══ Study text ══

Nine, by contrast, is looking pretty good, with its debt troubles in the rear-view mirror.

M2 Telecommunications, Dodo, Optus

Speaking of the free-to-air broadcasters, in his time with the parliamentary committee Seven Group Holdings billionaire chairman Kerry Stokes said the networks should get free access to the national broadband network.

The NBN was in focus yesterday as M2 Telecommunications purchased rivals Dodo Australia and Eftel for a combined $248 million, continuing the consolidation of internet service providers as the NBN rollout continues – albeit at a slower pace than expected.

M2 is paying $204 million for Dodo and $44 million for Eftel with a combination of debt and scrip. The Australian Financial Review understands that Goldman Sachs is advising on the deal.

The deal means M2 will surpass TPG Telecom as Australia’s fourth largest ISP. The company has been on a buying spree lately, picking up Primus last year for $180 million.

Along with the aforementioned, M2 has in its suite the aaNet, Clear Telecoms, Commander, Engin, People Telecom and Southern Cross Telecom brands.

In the background there are two other potential deals that have been frequently spoken about. The real one is Telstra Corporation's roughly $60 million play for South Australian provider Adam Internet. The hypothetical one is TPG Telecom for iiNet.

Telstra is waiting on approval from the Australian Competition and Consumer Commission, which isn’t coming easy – no Telstra deal comes easy.

Last month, ACCC chairman Rod Sims said the Telstra decision is still some time away, with the big telco having asked the consumer watchdog to suspend the timetable on the regulatory process in January.

═══

# Directions for this task
In the telecom article, how much is M2 Telecommunications paying for Dodo? The listing has no connection to the telecom article.

══ Records shown ══

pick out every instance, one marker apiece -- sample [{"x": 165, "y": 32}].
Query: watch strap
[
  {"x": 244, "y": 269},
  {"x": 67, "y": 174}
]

═══

# Task response
$204 million